According to USDA report estimates Portugal produced 200 MT of Lithium in 2016. It was produced and sold in its crude form of ores and concentrates, as Portugal is lacking any refining capacity.

Existing operations

Portugal has had a difficult mining history with labour and unions and suffers from the high price of the Euro but may prove to be a beneficial destination for lithium production from a European perspective. Close proximity to European automotive manufacturers will give desirable supply for product which has traditionally been sold for glass & ceramics. At present, lithium mined in Portugal goes exclusively to the ceramics industry, where it is used as a flux in furnaces.

The production of one ton of lithium carbonate from pegmatites in Portugal, costs 4450 EUR, considerably more expensive than the alternative. Since one MT of lithium carbonate obtained from brine costs only around 1780 EUR on average.

The great challenge for Portugal, as for other relatively high cost jurisdictions, is to devise a refining process that obtains a high purity and hence high added value lithium.

[Record set]
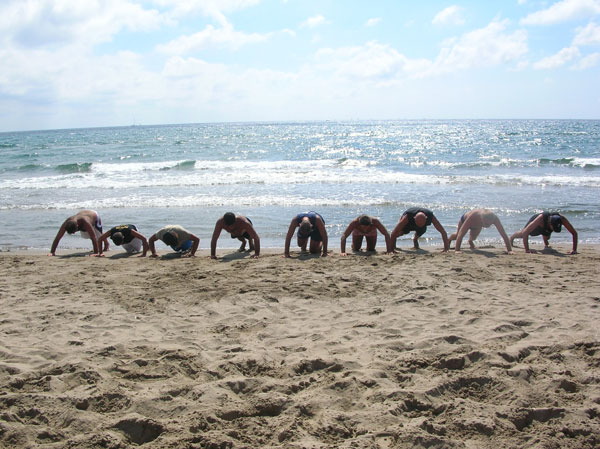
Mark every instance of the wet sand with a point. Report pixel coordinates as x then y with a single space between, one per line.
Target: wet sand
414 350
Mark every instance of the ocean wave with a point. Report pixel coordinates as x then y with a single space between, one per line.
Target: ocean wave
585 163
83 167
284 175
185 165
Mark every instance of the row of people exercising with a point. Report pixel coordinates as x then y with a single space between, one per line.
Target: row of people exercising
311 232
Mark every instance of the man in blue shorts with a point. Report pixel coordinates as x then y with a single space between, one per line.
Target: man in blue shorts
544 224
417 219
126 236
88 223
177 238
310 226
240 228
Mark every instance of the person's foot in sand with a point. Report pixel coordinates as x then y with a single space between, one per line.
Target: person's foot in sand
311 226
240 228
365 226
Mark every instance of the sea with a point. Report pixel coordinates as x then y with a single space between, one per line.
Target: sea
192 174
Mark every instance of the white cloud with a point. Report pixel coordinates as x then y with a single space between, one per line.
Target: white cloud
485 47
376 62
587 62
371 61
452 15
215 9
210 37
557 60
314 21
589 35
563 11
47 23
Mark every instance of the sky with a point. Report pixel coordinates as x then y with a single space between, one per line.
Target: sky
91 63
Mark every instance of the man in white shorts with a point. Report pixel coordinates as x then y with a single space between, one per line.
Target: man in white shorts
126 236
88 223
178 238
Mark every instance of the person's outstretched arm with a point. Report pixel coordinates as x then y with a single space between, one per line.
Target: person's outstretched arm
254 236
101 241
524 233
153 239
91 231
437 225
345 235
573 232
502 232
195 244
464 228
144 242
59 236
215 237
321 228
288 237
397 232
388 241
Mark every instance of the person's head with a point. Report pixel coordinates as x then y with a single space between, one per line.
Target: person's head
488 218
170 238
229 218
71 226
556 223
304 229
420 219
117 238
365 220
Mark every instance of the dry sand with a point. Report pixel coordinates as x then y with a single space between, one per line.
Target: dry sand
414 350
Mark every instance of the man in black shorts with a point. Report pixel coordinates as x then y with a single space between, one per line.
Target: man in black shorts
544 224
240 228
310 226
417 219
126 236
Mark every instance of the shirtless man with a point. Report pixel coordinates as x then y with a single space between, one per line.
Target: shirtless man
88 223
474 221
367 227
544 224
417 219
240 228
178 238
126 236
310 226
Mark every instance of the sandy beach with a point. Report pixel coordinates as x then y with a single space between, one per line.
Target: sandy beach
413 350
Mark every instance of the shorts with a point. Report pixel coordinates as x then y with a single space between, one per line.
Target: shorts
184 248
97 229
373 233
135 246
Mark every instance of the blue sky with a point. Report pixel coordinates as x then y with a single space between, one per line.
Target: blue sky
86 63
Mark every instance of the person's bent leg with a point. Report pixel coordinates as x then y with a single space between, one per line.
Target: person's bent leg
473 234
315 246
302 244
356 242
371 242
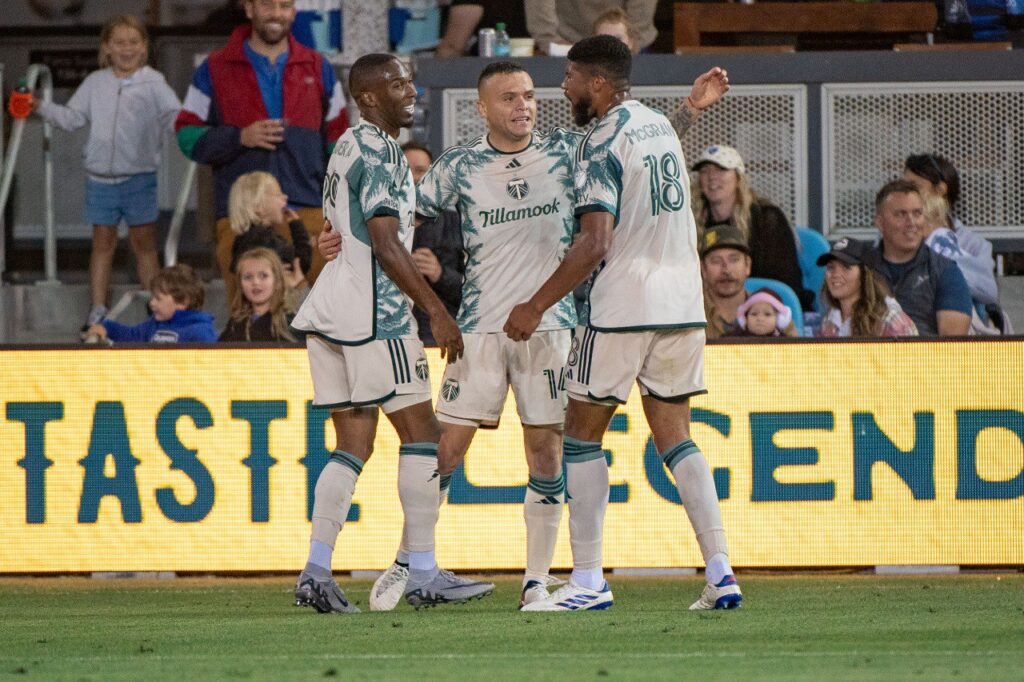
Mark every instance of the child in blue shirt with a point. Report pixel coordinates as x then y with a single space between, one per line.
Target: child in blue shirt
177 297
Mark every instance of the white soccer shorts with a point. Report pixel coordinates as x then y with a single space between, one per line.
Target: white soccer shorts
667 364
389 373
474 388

[Job] In the text on Portuguese lithium, which industry currently receives all of the lithium mined in Portugal?

[Right answer] The ceramics industry, where it is used as a flux in furnaces.